- **Selected passage**

▽

You are viewing a plain text version of this content. The canonical link for it is here.
Posted to user@spark.apache.org by Fengyun RAO <ra...@gmail.com> on 2014/07/30 06:02:51 UTC

Is it possible to read file head in each partition?

Hi, all

We are migrating from mapreduce to spark, and encountered a problem.

Our input files are IIS logs with file head. It's easy to get the file head
if we process only one file, e.g.

val lines = sc.textFile('hdfs://*/u_ex14073011.log')
val head = lines.take(4)

Then we can write our map method using this head.

However, if we input multiple files, each of which may have a different
file head, how can we get file head for each partition?

It seems we have two options:

1. still use textFile() to get lines.

Since each partition may have a different "head", we have to write
mapPartitionsWithContext method. However we can't find a way to get the
"head" for each partition.

In our former mapreduce program, we could simply use

Path path = ((FileSplit) context.getInputSplit()).getPath()

but there seems no way in spark, since HadoopPartition which wraps
InputSplit inside HadoopRDD is a private class.

2. use wholeTextFile() to get whole contents.

 It's easy to get file head for each file, but according to the document,
this API is better for small files.

△

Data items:
▽

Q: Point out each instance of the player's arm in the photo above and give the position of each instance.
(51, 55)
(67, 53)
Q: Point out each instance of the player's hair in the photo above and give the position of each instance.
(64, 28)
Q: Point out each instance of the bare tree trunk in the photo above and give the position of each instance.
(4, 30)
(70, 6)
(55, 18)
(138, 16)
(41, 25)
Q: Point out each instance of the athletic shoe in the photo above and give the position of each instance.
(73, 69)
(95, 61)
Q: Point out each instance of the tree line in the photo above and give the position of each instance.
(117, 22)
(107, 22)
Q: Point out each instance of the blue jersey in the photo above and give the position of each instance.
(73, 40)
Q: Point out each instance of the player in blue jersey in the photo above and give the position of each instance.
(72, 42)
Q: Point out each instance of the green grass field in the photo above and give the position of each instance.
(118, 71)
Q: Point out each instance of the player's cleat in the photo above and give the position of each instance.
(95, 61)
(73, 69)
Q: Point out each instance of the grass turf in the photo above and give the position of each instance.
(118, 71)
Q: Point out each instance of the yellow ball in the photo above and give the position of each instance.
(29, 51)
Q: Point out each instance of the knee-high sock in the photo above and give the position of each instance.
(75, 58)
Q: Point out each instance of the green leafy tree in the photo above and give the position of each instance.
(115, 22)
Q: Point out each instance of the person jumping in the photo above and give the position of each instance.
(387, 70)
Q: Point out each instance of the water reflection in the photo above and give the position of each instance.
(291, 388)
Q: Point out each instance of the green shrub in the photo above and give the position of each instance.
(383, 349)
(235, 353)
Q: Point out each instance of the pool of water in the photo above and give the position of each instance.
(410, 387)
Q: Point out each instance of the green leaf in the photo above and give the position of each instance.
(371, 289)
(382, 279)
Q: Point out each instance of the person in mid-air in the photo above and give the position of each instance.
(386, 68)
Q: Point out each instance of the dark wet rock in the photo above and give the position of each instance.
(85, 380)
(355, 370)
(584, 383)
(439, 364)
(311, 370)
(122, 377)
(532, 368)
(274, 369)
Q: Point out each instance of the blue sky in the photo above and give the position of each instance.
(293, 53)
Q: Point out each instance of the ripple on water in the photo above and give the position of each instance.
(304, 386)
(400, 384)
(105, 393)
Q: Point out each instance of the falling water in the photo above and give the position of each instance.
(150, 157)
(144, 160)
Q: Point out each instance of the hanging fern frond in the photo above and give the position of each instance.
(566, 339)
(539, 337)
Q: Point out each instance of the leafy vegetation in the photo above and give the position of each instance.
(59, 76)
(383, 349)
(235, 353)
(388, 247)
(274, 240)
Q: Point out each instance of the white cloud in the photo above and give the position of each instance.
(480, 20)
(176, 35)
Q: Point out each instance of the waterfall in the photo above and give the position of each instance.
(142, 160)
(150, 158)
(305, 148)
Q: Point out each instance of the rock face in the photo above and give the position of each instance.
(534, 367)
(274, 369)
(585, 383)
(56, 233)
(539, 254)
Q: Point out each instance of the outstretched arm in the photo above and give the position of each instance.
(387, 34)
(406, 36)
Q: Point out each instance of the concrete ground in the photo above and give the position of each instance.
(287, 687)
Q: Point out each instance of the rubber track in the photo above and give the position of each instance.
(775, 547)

△
▽

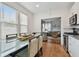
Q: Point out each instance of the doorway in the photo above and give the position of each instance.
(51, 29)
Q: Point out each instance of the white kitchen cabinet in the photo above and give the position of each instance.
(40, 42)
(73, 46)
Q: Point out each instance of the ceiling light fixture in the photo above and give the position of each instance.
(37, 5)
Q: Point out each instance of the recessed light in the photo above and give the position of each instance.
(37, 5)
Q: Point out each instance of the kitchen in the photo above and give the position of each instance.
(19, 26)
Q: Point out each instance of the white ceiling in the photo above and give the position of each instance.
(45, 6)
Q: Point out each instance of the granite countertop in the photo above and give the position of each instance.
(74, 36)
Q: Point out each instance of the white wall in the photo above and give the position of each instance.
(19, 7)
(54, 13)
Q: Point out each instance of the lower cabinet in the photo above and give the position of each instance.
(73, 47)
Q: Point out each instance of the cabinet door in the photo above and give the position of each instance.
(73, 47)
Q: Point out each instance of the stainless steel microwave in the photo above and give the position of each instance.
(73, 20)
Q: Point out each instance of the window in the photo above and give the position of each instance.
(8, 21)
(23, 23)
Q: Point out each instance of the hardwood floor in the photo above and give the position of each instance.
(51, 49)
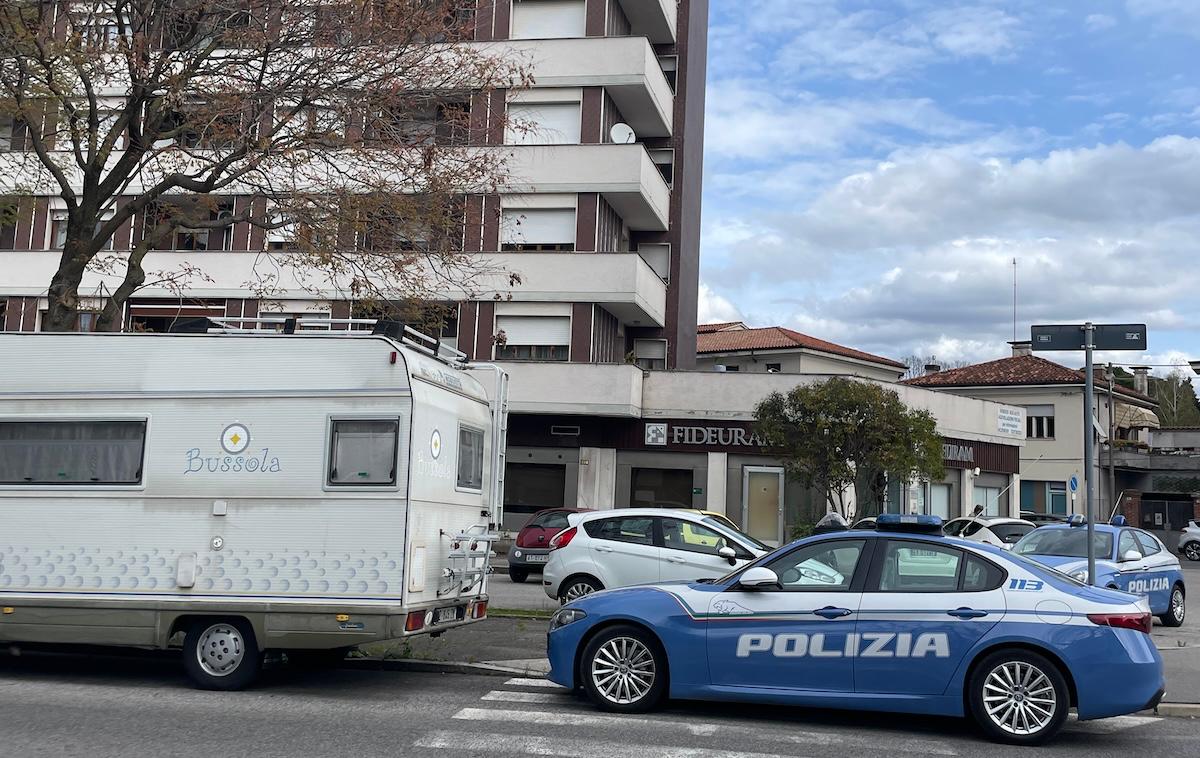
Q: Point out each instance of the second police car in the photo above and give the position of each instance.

△
▽

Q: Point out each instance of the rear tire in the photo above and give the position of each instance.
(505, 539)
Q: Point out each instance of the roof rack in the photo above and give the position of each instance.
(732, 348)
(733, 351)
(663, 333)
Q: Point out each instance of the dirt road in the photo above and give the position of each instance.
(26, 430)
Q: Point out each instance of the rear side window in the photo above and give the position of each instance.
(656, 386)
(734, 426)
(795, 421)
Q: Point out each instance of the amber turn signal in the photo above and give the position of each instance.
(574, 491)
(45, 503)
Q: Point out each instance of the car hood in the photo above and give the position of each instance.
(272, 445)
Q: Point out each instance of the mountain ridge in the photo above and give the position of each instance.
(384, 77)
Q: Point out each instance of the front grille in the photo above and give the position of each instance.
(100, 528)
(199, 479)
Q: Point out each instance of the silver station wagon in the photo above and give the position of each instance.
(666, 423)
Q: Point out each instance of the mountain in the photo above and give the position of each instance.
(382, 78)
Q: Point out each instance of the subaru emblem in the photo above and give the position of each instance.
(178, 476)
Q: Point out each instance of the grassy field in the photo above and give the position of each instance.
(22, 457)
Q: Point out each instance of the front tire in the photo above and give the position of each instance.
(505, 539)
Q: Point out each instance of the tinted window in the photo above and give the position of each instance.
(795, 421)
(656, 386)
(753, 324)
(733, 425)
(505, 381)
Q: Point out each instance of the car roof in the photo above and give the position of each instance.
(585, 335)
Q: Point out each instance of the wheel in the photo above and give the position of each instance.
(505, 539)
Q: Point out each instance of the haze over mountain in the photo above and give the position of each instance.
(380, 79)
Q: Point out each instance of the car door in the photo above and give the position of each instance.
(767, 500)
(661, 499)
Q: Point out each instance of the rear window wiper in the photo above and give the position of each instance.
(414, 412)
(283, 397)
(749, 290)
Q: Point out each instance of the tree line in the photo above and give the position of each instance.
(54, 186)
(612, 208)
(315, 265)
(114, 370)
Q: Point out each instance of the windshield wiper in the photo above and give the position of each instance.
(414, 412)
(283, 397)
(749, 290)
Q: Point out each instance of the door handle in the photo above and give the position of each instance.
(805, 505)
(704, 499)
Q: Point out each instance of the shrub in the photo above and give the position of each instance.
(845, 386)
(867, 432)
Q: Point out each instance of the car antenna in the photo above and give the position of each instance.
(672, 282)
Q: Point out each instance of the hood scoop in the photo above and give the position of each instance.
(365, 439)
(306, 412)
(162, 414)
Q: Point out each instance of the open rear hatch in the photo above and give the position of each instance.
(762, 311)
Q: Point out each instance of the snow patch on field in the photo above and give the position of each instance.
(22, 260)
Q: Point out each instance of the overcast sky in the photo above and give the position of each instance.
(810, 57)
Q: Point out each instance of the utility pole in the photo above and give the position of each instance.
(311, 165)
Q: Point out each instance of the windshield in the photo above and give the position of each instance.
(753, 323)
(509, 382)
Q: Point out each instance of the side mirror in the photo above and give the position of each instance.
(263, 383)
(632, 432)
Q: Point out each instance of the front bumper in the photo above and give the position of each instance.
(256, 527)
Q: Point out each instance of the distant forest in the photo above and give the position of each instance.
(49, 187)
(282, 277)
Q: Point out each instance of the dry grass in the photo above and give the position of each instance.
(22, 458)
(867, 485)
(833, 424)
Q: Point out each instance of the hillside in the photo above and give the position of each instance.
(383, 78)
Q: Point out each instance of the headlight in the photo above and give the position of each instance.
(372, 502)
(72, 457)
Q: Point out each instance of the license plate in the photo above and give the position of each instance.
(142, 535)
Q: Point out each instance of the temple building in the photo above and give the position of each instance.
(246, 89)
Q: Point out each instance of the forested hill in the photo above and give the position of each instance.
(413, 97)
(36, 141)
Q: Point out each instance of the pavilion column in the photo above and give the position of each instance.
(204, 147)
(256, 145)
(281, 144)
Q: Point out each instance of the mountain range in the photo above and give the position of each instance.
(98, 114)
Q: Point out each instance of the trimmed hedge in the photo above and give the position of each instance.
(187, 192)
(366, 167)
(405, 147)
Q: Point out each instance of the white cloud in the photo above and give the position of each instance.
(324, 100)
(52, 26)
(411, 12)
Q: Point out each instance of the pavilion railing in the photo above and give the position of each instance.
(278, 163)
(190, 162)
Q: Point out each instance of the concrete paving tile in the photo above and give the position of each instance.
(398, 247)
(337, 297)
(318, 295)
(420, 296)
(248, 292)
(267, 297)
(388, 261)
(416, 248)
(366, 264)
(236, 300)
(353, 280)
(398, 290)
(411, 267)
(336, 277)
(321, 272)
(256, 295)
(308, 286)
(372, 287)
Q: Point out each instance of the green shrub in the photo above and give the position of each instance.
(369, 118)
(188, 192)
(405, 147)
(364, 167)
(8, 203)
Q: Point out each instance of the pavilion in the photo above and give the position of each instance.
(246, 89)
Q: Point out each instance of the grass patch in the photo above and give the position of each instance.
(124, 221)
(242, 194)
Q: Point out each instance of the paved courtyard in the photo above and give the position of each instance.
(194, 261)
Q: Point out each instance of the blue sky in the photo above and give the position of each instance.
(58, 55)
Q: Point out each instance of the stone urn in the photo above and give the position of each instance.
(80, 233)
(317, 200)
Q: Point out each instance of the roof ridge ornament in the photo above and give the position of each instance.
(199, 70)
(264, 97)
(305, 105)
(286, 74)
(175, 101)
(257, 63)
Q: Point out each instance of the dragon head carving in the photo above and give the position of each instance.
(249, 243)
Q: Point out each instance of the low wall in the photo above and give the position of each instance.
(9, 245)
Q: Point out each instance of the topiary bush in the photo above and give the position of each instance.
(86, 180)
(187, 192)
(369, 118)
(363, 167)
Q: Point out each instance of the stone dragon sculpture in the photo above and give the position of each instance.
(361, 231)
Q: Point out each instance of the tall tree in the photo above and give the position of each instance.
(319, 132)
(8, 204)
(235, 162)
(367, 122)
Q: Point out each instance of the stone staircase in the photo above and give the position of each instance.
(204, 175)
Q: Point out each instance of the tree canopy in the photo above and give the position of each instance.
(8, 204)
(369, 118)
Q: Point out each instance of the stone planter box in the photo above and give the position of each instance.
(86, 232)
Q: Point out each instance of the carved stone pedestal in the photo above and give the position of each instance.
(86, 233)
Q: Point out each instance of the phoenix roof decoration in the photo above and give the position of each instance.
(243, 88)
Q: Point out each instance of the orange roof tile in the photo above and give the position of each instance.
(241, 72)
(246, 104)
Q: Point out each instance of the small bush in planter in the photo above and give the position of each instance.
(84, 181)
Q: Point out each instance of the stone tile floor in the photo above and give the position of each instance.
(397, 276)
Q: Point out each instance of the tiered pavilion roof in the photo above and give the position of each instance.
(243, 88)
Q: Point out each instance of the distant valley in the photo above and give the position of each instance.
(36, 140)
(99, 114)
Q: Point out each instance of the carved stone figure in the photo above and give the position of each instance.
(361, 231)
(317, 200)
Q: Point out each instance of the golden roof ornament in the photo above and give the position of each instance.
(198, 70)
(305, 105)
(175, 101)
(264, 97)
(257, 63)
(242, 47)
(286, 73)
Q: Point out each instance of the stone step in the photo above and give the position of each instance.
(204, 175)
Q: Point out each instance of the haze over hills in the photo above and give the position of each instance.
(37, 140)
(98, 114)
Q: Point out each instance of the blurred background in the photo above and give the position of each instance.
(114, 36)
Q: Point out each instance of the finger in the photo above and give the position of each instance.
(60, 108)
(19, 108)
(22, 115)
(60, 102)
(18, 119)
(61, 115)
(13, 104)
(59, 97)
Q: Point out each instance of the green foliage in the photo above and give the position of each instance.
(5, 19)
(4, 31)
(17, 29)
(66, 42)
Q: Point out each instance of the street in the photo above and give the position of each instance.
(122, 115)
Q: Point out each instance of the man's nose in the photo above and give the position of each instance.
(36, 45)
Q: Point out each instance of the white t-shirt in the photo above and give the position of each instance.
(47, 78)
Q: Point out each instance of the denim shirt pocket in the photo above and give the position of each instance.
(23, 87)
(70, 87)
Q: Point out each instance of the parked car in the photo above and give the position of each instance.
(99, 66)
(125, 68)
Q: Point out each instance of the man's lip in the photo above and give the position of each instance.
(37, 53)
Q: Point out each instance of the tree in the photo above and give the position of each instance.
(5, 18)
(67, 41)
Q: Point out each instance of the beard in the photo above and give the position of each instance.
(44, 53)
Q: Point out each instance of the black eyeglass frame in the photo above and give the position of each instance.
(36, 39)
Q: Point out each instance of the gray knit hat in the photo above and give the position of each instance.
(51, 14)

△

- **Exercise instructions**
Summarize the Spark forum post in two sentences.

- **Reply to the task**
A team moving from MapReduce to Spark asks how to get the file head for each partition when the input is several IIS log files that may each have a different head. With textFile() they find no way to get each partition's head, because the HadoopPartition class that wraps the InputSplit is private, while wholeTextFile() makes each file's head easy to get but, according to the documentation, is better suited to small files.